READING PASSAGE:
I don’t know where to start from or how to gather my thoughts and write something reasonable.
2017 started with me being wheeled into the emergency ward of the University of Ilorin Teaching Hospital. This was after two hospitals couldn’t do anything to help my case. I stayed there for a week or so and I was discharged. That was the end, or so I thought. But let me talk about other things first.
I started 2017 unemployed and I’m ending on the same note. Turned down some offers because they weren’t working for me; I couldn’t pursue some opportunities because I was really just trying to survive. I stopped going out because I was tired of answering the “what are you doing these days?” question. On some days, it was really hard seeing your younger ones already flourishing in their respective careers. On a lighter note though, I found clarity of purpose in the last quarter regarding my career choice. For some years now, I’d been floundering because I knew I was done with Accounting/Auditing as a career but I didn’t know the next step to take.

EXERCISE A: In the post about 2017, where was the writer wheeled into at the start of that year?
EXERCISE B: Copy the post about 2017 word for word, between "I don’t know" and "other things first.", inclusive.
The material after this point comes from a different source than the post about 2017.

DATASET CONTENT:
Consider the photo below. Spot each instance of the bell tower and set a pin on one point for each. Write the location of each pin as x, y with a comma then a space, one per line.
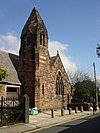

REPLY A: The emergency ward of the University of Ilorin Teaching Hospital.

REPLY B:
I don’t know where to start from or how to gather my thoughts and write something reasonable.
2017 started with me being wheeled into the emergency ward of the University of Ilorin Teaching Hospital. This was after two hospitals couldn’t do anything to help my case. I stayed there for a week or so and I was discharged. That was the end, or so I thought. But let me talk about other things first.